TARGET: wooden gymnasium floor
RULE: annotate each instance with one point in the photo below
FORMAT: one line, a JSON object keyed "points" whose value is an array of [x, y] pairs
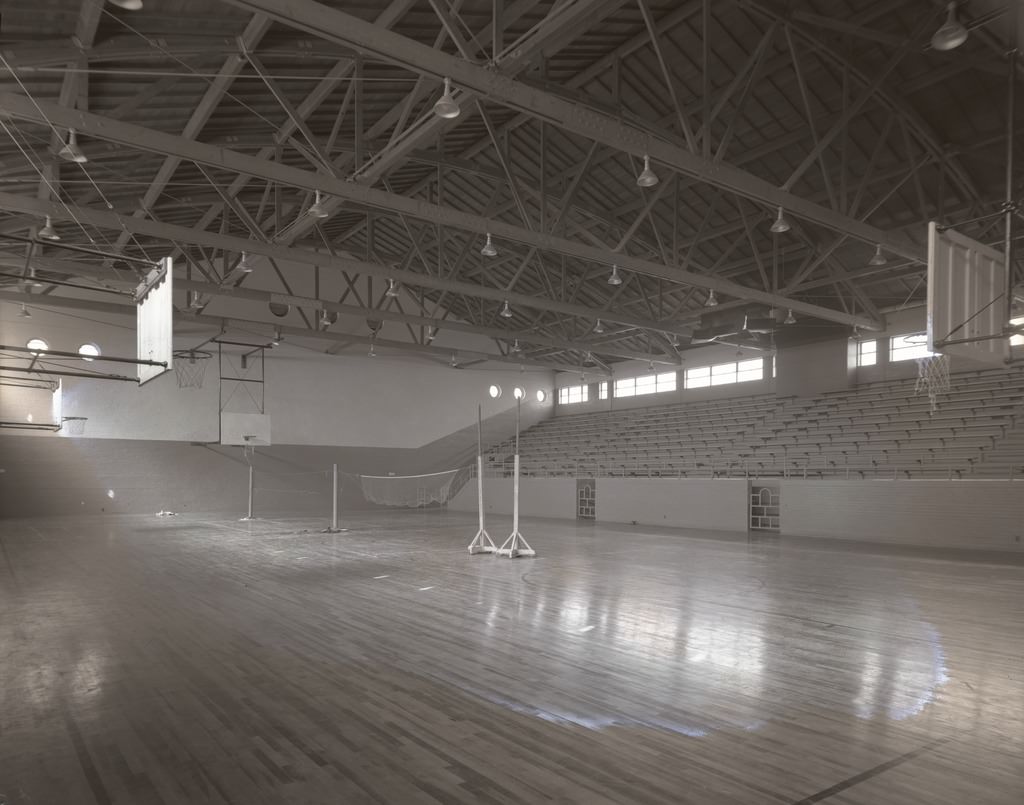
{"points": [[196, 660]]}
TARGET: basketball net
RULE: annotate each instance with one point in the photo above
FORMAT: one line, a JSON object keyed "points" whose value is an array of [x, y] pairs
{"points": [[933, 378]]}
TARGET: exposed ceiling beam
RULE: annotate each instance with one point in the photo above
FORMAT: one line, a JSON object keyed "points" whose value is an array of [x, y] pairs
{"points": [[172, 234], [182, 147], [633, 138], [461, 354]]}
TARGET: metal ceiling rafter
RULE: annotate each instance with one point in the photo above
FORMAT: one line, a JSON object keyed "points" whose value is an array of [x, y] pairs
{"points": [[336, 26], [171, 232], [181, 147]]}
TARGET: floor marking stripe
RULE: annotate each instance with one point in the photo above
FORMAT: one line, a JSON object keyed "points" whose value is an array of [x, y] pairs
{"points": [[849, 782]]}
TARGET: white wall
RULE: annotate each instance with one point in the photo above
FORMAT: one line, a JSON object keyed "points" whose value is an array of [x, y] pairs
{"points": [[807, 370], [954, 513], [718, 504], [393, 400]]}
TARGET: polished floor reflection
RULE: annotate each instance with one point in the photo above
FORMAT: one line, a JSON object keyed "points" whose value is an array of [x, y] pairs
{"points": [[197, 660]]}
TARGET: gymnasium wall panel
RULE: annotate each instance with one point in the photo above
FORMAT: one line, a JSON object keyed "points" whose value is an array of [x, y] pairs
{"points": [[718, 504], [956, 514]]}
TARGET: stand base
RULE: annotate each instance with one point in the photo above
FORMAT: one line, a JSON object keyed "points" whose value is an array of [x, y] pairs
{"points": [[482, 543], [515, 546]]}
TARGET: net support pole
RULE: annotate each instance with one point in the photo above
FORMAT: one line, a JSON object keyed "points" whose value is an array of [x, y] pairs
{"points": [[249, 516], [516, 545], [334, 505], [481, 542]]}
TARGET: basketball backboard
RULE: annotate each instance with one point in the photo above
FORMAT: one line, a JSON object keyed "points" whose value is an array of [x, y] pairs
{"points": [[967, 297], [249, 430], [155, 321]]}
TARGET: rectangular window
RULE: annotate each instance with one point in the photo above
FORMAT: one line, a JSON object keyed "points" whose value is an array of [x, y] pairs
{"points": [[697, 378], [647, 384], [1019, 339], [723, 374], [569, 395], [908, 347], [867, 352]]}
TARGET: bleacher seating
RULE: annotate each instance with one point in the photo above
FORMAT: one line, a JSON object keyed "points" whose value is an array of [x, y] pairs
{"points": [[883, 429]]}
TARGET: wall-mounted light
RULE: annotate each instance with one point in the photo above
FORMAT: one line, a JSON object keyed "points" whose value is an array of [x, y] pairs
{"points": [[446, 107], [488, 250], [647, 177]]}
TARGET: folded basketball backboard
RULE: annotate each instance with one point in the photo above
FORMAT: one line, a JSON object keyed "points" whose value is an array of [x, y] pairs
{"points": [[155, 321], [968, 310]]}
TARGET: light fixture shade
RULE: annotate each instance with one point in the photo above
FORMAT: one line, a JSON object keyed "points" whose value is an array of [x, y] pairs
{"points": [[647, 177], [71, 152], [780, 224], [316, 208], [488, 249], [446, 107], [951, 34], [878, 258], [48, 231]]}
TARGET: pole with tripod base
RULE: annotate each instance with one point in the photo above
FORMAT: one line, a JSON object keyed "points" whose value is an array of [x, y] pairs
{"points": [[516, 545], [482, 542]]}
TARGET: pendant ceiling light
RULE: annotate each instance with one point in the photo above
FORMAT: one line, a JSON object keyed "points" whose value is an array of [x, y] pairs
{"points": [[647, 177], [951, 34], [488, 249], [316, 208], [446, 107], [780, 224], [48, 231], [71, 152]]}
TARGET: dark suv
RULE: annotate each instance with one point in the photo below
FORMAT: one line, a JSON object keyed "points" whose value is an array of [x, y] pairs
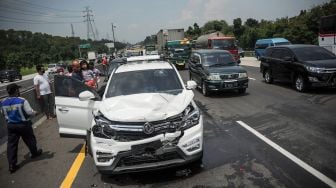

========================

(Directions): Every entry must be transcribed exactly. Pictures do not belong in the copy.

(Written response):
TARGET: wooden gymnasium floor
RULE: annotate each instance with one point in the photo below
FORMAT: one line, a JSON object keyed "points" whose value is an array of [x, y] pairs
{"points": [[196, 660]]}
TARGET: basketball net
RULE: annotate each instance with one point in the photo above
FORMAT: one line, a JSON object keyed "points" whose value is an array of [x, y] pairs
{"points": [[933, 378]]}
TARGET: exposed ceiling beam
RULE: annotate each instance with one point in the photo above
FORMAT: one line, a JSON object keyed "points" whose value is an array of [x, y] pairs
{"points": [[172, 234], [182, 147], [633, 138], [461, 354]]}
TARGET: metal ceiling rafter
RULE: annotate each instance with one point in the photo above
FORMAT: one line, a JSON object keyed "points" whose value is an array of [x, y] pairs
{"points": [[336, 26], [171, 232], [181, 147]]}
TARGET: floor marking stripe
RULE: annotate each instance with one point in the photo above
FORMAT: one line, a JSON object keyed "points" whose value is an array of [x, y] pairs
{"points": [[849, 782]]}
TARGET: white wall
RULE: annotate each instance with one point in the photo above
FORMAT: one line, a JSON object keyed "points" whose value is an array of [x, y] pairs
{"points": [[807, 370], [954, 513], [718, 504], [393, 400]]}
TARGET: polished floor reflection
RULE: annotate each instance with one point in the photo above
FORMAT: one line, a JSON object keyed "points" whose value is an array of [x, y] pairs
{"points": [[197, 660]]}
TARGET: gymnasium wall panel
RULE: annotate each instance with one point in the photo above
FORMAT: one line, a JSON object keyed "points" whose value is an array of [x, y] pairs
{"points": [[718, 504], [956, 514]]}
TARGET: stand base
RULE: annotate each instance with one point in the photo above
FORMAT: one line, a JSON object keyed "points" whose value is an array of [x, y] pairs
{"points": [[482, 543], [515, 546]]}
TARGET: net support pole
RULE: annotate each instance with one point in the photo above
FORMAT: one line, a JSON object keyed "points" whose value is an array of [x, y] pairs
{"points": [[249, 516], [516, 545], [334, 505], [481, 542]]}
TARGET: basketball backboard
RULE: annotate each instance with one point in the photo above
FORMAT: one line, a JSON object keyed "points" whose value is an array of [x, y] pairs
{"points": [[967, 297], [249, 430], [155, 321]]}
TARGET: rectangular window
RULE: annotate each instance with one point in the photo above
FORMAT: one line, a JSON object keyed "points" whose value is an array of [x, y] pairs
{"points": [[697, 378], [647, 384], [1019, 339], [723, 374], [569, 395], [908, 347], [867, 352]]}
TARGET: bleacher seating
RULE: annotate each instance with one point in the photo above
FORMAT: one line, a JSON object keyed "points" whose value is an array of [x, y] pairs
{"points": [[883, 429]]}
TARGET: wall-mounted light
RULE: annotate each instance with one point in the photo above
FORMAT: one line, a JSON object keyed "points" whose value is an array of [x, y] pairs
{"points": [[446, 107], [488, 250], [647, 177]]}
TARGET: folded basketball backboard
RULE: annotate each instance with one point in the photo above
FORMAT: one line, a JSON object keyed "points" whose value is an array of [x, y] pairs
{"points": [[155, 321], [968, 310]]}
TARGET: light fixture shade
RULE: annotate each instance with one point in the photo above
FORMAT: one line, a JSON object keyed "points" whose value is an array of [x, y] pairs
{"points": [[647, 177], [71, 152], [780, 224], [316, 208], [488, 249], [446, 107], [951, 34], [878, 258], [48, 231]]}
TARGET: pole with tripod base
RULE: annotate each instance with one point in the photo above
FORMAT: one line, a JSON object keyed "points" whose value is an array of [x, y] pairs
{"points": [[516, 545], [482, 542]]}
TARGET: pendant ceiling light
RULE: annotate each instance with one point in the photo above
FORMAT: one line, a JSON object keyed "points" whose value is an array of [x, y] pairs
{"points": [[647, 177], [951, 34], [488, 249], [316, 208], [446, 107], [780, 224], [48, 231], [71, 152]]}
TARGET: dark suv
RULE: annotate each instance with one point in the photo below
FORMAT: one line, a JSON object keyed "points" whose value is an array of [x, y] pairs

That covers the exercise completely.